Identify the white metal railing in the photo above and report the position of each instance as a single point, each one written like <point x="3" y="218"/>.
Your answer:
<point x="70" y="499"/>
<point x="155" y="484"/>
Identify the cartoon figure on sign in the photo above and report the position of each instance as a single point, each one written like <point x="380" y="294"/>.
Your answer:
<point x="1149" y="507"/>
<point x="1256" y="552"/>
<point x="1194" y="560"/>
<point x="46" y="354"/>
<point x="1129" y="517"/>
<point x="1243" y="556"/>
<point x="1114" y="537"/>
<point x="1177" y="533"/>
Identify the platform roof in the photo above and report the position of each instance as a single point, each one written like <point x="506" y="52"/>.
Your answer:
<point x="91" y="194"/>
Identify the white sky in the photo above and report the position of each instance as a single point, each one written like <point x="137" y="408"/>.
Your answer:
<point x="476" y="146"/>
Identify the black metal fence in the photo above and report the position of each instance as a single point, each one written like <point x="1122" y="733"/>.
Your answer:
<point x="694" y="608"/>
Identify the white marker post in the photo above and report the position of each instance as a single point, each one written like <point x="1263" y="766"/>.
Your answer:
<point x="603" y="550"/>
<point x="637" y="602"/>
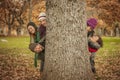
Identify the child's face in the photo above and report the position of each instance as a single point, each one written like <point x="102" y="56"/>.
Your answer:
<point x="88" y="28"/>
<point x="43" y="22"/>
<point x="38" y="48"/>
<point x="31" y="29"/>
<point x="95" y="38"/>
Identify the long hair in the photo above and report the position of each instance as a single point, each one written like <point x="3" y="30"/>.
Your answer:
<point x="100" y="41"/>
<point x="33" y="25"/>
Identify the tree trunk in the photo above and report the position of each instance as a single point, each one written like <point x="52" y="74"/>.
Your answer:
<point x="66" y="56"/>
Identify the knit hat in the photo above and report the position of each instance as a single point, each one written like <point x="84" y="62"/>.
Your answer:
<point x="33" y="25"/>
<point x="92" y="22"/>
<point x="42" y="16"/>
<point x="32" y="46"/>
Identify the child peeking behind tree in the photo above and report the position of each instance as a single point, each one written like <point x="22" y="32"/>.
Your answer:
<point x="94" y="43"/>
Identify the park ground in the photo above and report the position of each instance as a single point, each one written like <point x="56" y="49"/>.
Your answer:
<point x="16" y="60"/>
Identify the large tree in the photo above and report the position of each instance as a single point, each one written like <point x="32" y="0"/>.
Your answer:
<point x="66" y="56"/>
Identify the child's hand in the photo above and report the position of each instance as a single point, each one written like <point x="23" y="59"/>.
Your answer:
<point x="39" y="48"/>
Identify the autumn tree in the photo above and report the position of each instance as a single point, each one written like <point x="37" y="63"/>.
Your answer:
<point x="66" y="56"/>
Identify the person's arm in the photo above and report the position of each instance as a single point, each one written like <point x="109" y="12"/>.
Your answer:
<point x="92" y="44"/>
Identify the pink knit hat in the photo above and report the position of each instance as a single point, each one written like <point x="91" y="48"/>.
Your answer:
<point x="92" y="22"/>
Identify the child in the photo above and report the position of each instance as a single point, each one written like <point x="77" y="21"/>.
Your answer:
<point x="42" y="27"/>
<point x="38" y="48"/>
<point x="94" y="43"/>
<point x="32" y="29"/>
<point x="91" y="24"/>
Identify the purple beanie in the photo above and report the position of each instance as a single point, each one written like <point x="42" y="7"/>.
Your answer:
<point x="92" y="22"/>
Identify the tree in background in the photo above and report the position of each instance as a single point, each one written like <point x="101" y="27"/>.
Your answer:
<point x="66" y="56"/>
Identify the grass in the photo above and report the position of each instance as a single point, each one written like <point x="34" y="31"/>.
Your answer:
<point x="107" y="58"/>
<point x="110" y="48"/>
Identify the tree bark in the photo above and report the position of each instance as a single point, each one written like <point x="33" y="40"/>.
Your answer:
<point x="66" y="56"/>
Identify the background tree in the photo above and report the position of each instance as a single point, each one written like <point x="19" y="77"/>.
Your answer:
<point x="66" y="56"/>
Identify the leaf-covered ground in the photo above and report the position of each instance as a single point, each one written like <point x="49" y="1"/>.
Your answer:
<point x="16" y="61"/>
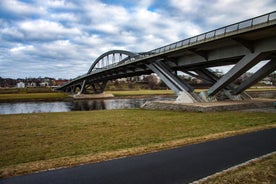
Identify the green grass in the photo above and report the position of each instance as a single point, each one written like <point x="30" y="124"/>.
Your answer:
<point x="261" y="171"/>
<point x="30" y="138"/>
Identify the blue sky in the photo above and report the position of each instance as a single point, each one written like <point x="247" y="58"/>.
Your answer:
<point x="61" y="38"/>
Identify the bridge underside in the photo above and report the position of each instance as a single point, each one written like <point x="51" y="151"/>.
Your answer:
<point x="242" y="49"/>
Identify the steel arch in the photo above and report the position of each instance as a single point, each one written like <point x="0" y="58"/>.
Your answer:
<point x="113" y="52"/>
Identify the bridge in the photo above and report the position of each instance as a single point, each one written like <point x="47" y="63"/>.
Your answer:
<point x="243" y="45"/>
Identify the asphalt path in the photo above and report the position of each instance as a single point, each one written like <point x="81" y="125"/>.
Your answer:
<point x="179" y="165"/>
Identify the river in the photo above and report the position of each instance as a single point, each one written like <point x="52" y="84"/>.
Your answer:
<point x="74" y="105"/>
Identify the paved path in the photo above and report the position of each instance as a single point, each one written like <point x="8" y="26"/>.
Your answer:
<point x="180" y="165"/>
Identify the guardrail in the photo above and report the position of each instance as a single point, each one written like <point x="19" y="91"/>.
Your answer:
<point x="250" y="23"/>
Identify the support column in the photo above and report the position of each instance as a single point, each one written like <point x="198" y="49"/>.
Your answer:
<point x="82" y="87"/>
<point x="183" y="90"/>
<point x="260" y="74"/>
<point x="241" y="67"/>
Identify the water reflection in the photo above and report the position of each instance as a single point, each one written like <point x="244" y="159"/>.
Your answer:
<point x="77" y="105"/>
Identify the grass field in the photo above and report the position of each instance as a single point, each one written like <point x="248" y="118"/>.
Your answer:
<point x="31" y="142"/>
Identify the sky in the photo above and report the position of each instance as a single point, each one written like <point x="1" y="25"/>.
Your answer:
<point x="62" y="38"/>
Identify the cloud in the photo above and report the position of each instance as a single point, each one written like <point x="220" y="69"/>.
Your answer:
<point x="61" y="38"/>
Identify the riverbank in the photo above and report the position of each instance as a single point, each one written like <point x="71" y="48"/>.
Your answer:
<point x="32" y="97"/>
<point x="35" y="142"/>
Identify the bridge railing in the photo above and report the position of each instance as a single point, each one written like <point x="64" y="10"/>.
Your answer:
<point x="250" y="23"/>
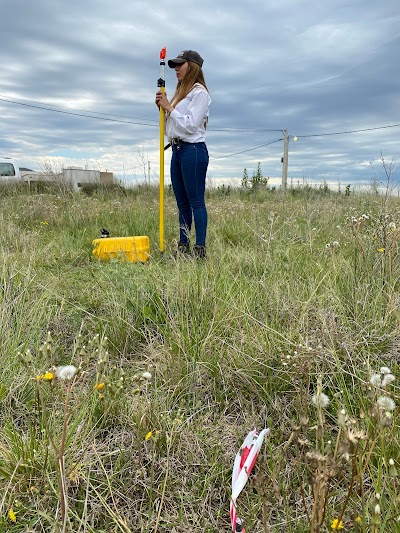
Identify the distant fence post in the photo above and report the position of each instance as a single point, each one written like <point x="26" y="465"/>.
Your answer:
<point x="285" y="159"/>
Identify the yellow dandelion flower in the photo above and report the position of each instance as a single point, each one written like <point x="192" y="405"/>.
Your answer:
<point x="11" y="515"/>
<point x="336" y="524"/>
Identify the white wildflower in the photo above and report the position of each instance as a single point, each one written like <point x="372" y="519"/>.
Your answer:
<point x="320" y="400"/>
<point x="67" y="372"/>
<point x="388" y="378"/>
<point x="376" y="380"/>
<point x="386" y="403"/>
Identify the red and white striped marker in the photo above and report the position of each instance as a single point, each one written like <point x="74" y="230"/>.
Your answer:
<point x="243" y="465"/>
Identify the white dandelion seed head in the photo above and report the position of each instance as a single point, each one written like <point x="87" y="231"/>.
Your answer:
<point x="67" y="372"/>
<point x="320" y="400"/>
<point x="387" y="380"/>
<point x="386" y="403"/>
<point x="376" y="380"/>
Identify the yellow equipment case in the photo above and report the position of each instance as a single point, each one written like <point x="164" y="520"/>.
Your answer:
<point x="135" y="249"/>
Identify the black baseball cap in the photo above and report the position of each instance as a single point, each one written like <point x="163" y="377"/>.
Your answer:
<point x="186" y="55"/>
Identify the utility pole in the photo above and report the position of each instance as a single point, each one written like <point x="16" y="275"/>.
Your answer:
<point x="284" y="159"/>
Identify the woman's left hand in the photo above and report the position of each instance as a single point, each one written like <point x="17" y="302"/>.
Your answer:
<point x="162" y="100"/>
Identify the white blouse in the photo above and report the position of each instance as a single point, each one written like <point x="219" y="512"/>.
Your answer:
<point x="187" y="121"/>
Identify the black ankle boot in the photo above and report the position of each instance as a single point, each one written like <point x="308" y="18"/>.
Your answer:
<point x="199" y="251"/>
<point x="183" y="248"/>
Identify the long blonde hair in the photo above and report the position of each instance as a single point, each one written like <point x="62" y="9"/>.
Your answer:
<point x="194" y="74"/>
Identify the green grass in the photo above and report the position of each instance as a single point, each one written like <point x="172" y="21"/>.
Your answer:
<point x="232" y="343"/>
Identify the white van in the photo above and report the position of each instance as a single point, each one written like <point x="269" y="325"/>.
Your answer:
<point x="9" y="169"/>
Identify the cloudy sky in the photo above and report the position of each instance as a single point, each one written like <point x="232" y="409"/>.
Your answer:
<point x="78" y="80"/>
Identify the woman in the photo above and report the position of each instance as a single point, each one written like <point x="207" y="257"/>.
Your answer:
<point x="185" y="125"/>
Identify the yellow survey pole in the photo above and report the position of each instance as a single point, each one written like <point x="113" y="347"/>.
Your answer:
<point x="161" y="85"/>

================

What the task requires:
From the "Identify the utility" line to the close of the listing, restate each line word for word.

Written answer:
Identify the utility pole in the photo above and report the position of each instance as a single point, each one written like <point x="16" y="275"/>.
Your answer:
<point x="284" y="159"/>
Identify the woman's left hand in the photo above and report the position of each instance as a single point, each one written like <point x="17" y="302"/>.
Your answer:
<point x="162" y="100"/>
Identify the white blouse in the photo above and report the position of each instance as a single point, each one written like <point x="219" y="512"/>.
Your answer:
<point x="187" y="121"/>
Identify the black ankle boot in the photo above and report the position of each instance as a single point, each one written like <point x="308" y="18"/>.
Your answer:
<point x="199" y="251"/>
<point x="183" y="248"/>
Identify the long blonde hair in the photo above and report the position of each instance as a single point, each one written like <point x="62" y="9"/>.
Your answer:
<point x="194" y="74"/>
Identify the green grass in the photo above and report the position of each instance as a single point, each one written like <point x="172" y="21"/>.
Your answer:
<point x="232" y="343"/>
Identify the white van in the photo above and report the position of each instance as a single point, each one written like <point x="269" y="325"/>.
Your answer:
<point x="9" y="169"/>
Identify the cloudy sky in the photo above and report the position of each instance as a single point, each one written like <point x="232" y="409"/>.
Your answer:
<point x="78" y="80"/>
Identify the woman in the photo above and report the position of each instance as a single point, each one written like <point x="207" y="257"/>.
Your answer:
<point x="185" y="125"/>
Identify the yellow survey pole in the photo above and report the position of each instance as a single point, each one written like <point x="113" y="347"/>.
Your answer:
<point x="161" y="85"/>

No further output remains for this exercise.